__Source data__:
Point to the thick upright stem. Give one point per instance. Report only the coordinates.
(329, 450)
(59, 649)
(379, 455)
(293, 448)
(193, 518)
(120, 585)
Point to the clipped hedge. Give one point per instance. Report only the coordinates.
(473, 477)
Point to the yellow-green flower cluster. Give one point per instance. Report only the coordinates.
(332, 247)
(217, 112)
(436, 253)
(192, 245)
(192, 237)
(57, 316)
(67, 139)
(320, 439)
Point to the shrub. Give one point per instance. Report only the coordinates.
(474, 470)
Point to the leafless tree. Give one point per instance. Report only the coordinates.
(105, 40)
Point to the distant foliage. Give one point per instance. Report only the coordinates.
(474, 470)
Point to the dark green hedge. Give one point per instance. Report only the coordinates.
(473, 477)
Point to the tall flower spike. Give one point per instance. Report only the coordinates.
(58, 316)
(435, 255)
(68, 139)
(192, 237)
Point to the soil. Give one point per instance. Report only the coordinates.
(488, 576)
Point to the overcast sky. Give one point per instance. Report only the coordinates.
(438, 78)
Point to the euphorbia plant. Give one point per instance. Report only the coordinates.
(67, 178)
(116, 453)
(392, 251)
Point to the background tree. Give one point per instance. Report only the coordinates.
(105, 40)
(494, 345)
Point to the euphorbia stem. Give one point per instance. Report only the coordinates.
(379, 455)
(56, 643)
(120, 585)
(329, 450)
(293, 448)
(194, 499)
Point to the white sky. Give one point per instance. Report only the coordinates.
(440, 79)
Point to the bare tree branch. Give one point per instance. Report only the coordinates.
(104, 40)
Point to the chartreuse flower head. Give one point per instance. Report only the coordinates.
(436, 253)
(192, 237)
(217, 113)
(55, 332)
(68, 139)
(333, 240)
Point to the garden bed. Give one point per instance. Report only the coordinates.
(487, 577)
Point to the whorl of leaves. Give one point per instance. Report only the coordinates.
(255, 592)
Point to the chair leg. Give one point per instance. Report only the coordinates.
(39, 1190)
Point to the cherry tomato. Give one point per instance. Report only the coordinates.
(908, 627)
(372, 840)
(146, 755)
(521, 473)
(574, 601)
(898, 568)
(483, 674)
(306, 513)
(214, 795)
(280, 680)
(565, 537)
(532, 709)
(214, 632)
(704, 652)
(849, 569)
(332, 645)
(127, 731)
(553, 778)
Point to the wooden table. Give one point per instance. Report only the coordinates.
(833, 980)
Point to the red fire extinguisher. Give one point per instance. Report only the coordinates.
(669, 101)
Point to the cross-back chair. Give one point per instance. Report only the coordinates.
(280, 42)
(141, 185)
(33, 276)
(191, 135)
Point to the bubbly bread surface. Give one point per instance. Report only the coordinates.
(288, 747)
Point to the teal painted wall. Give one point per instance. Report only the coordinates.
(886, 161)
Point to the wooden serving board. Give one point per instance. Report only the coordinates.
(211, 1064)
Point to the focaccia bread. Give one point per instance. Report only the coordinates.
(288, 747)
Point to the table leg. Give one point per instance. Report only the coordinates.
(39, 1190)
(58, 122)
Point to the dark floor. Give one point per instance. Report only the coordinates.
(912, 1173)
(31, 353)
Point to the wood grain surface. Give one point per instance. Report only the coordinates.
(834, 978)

__Your goal__: Repeat the material above in full, keeping every word.

__Task solution__:
Point to the thick upright stem. Give one point per instance. Report only the coordinates.
(329, 450)
(59, 649)
(379, 455)
(293, 448)
(193, 518)
(120, 585)
Point to the clipped hedge. Give one point per instance. Report only the coordinates.
(473, 477)
Point to the yellow-green flower cluster. Give one point per instance. Report only the coordinates.
(332, 247)
(217, 112)
(436, 253)
(192, 245)
(192, 237)
(57, 316)
(67, 139)
(320, 439)
Point to the shrub. Give one point per instance. Report only the coordinates.
(474, 470)
Point to the leafless tree. Give one point per instance. Report only the coordinates.
(105, 40)
Point to the distant foliage. Give one point per instance. Report only the coordinates.
(474, 470)
Point to the dark green hedge. Give one point per instance. Report only the coordinates.
(473, 477)
Point to the tall flower spike. Give one point per instance. Report only the coordinates.
(58, 316)
(435, 255)
(68, 139)
(192, 237)
Point to the soil. Give one point per instance. Report only the coordinates.
(488, 576)
Point to the overcast sky. Give one point per instance. Report only the coordinates.
(438, 78)
Point to the euphorbia plant. Give one point per instance. Report only the coordinates.
(67, 178)
(116, 453)
(392, 251)
Point to the background tree. Give one point per instance. Report only the coordinates.
(105, 40)
(494, 345)
Point to the euphorbia stem. Give one point per instance. Report only the coordinates.
(379, 455)
(56, 643)
(120, 585)
(329, 450)
(293, 448)
(194, 499)
Point to the white sky. Give one point per instance. Report only the coordinates.
(440, 79)
Point to the bare tree branch. Give one point per instance. Report only the coordinates.
(104, 40)
Point to the chartreuse flower head. Give one point per instance. Report only the coordinates.
(436, 253)
(192, 237)
(217, 113)
(55, 332)
(68, 139)
(333, 240)
Point to the garden bed. Give one point per instance. Report only the coordinates.
(487, 577)
Point to the whorl of leaves. Give one point per instance. Report only the coordinates.
(255, 592)
Point to the chair leg. Give one point per instance. Report only the coordinates.
(39, 1190)
Point to the cherry tomato. Give one point per instance. Report only the coordinates.
(908, 627)
(372, 840)
(146, 755)
(521, 473)
(574, 601)
(898, 568)
(483, 674)
(306, 513)
(214, 795)
(280, 680)
(565, 537)
(532, 709)
(214, 632)
(704, 652)
(849, 569)
(332, 645)
(127, 731)
(553, 778)
Point to the wooden table. Give one point per instance. Report only the coordinates.
(833, 980)
Point to the red fire extinguisher. Give one point per instance. Report only the coordinates.
(669, 101)
Point to the cross-back chair. Give one point per instance. Report only the coordinates.
(280, 42)
(141, 185)
(33, 276)
(191, 135)
Point to the bubbly bread surface. Give one point per instance. Report only the coordinates.
(288, 747)
Point to the teal painted wall. Give one point per instance. Report only the coordinates.
(886, 161)
Point to the wooden serving board. Give one point per instance. Report only the coordinates.
(211, 1064)
Point to the focaccia bread. Give one point per instance. Report only the coordinates.
(288, 747)
Point to the table leg. Give one point per instance. Report only the coordinates.
(39, 1190)
(58, 122)
Point to the dark floor. Give one point per instance. Report only the coordinates.
(912, 1173)
(31, 353)
Point to the wood grain surface. Give one point per instance. Report only the coordinates.
(834, 978)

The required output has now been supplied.